AUFGABEN:
(A) Nenne alle Motive, die der Bericht über die Geiselnahme in Geislingen für die Tat angibt.
(B) Greife den Bericht über die Geiselnahme in Geislingen nach seinem letzten Satz auf und schreibe ihn weiter.

Ein 29-Jähriger, der im Frühjahr in Geislingen seine Ex-Freundin und deren Schwester als Geiseln genommen hat, muss acht Jahre ins Gefängins. So lautet das Urteil des Ulmer Landgerichts.

Politik/Baden-Württemberg: Rüdiger Bäßler (rub)

Geislingen/Ulm - Wegen Geiselnahme und schwerer Körperverletzung hat das Landgericht Ulm am Donnerstag einen 29-jährigen Mann zu einer Haftstrafe von acht Jahren verurteilt. Die Opfer des Angeklagten sind dessen frühere Lebensgefährtin sowie deren Schwester gewesen. Das Motiv: Rache, Verzweiflung und der Kampf um das Besuchsrecht einer Tochter.

 

Zur Trennung zwischen dem zur Tatzeit 28-Jährigen und seiner Lebensgefährtin kam es im Juli des vergangenen Jahres. Es gab Streit über das gemeinsame Kind, nur einen Monat später kam es zu einem Angriff des Mannes auf die Frau. Die Folge war ein gerichtlich verhängtes Annäherungsverbot. Der Vater verlor jedes Sorgerecht.

GEGEBENE ANGABEN:
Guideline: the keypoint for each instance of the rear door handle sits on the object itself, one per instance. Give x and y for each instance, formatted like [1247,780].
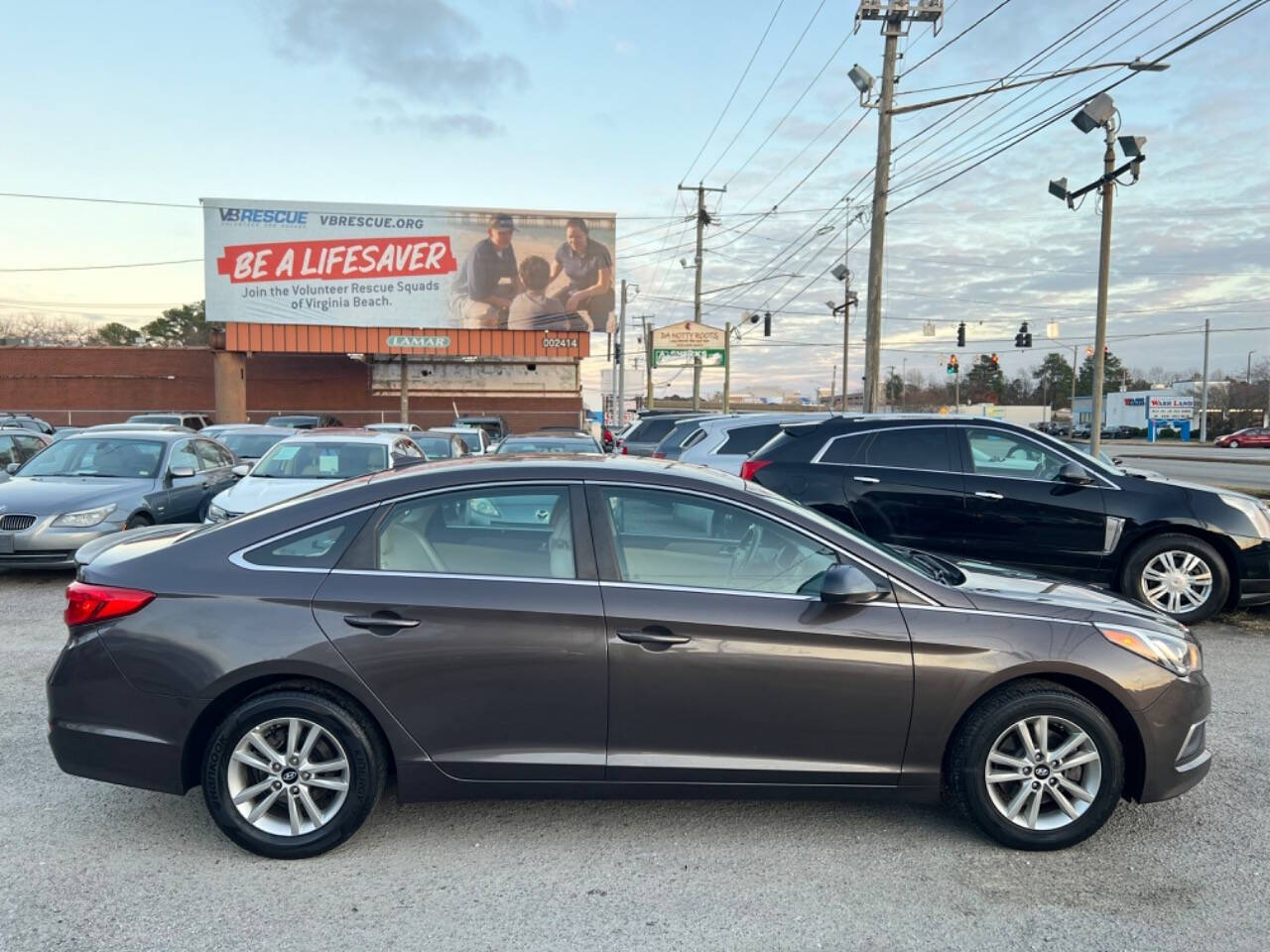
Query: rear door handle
[385,620]
[653,636]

ANTWORTEN:
(A) Rache, Verzweiflung und der Kampf um das Besuchsrecht einer Tochter.

(B)
Richter: Der Mann schmiedete einen Racheplan

Die folgenden Monate stellte sich der Ulmer Richter Thomas Keckeisen als eine Zeit vor, in der in dem Mann die Wut immer weiter wuchs. „Er hatte Tötungsfantasien, ganz klar.“ Wohnsitzlos geworden, ohne Arbeit und Einkommen, schmiedete der Mann einen Racheplan, den er am 15. April auszuführen begann, so das Gericht.

Mit einem Schlüsselwerkzeug verschaffte er sich Zugang zur Wohnung der Schwester seiner einstigen Lebensgefährtin im Geislinger Stadtteil Eybach. Mit sich trug er ein ganzes Waffenarsenal: eine Armbrust, einen Schlagstock, Messer, Säure, selbst gebaute Bombenattrappen und eine Maske. Der 29-Jährige Mann überwältigte die Frau in deren Wohnhaus. Der Plan: sie sollte unter dem Eindruck der „massiven Drohkulisse“, so der Richter, dazu gebracht werden, die eigene Schwester zu sich zu locken.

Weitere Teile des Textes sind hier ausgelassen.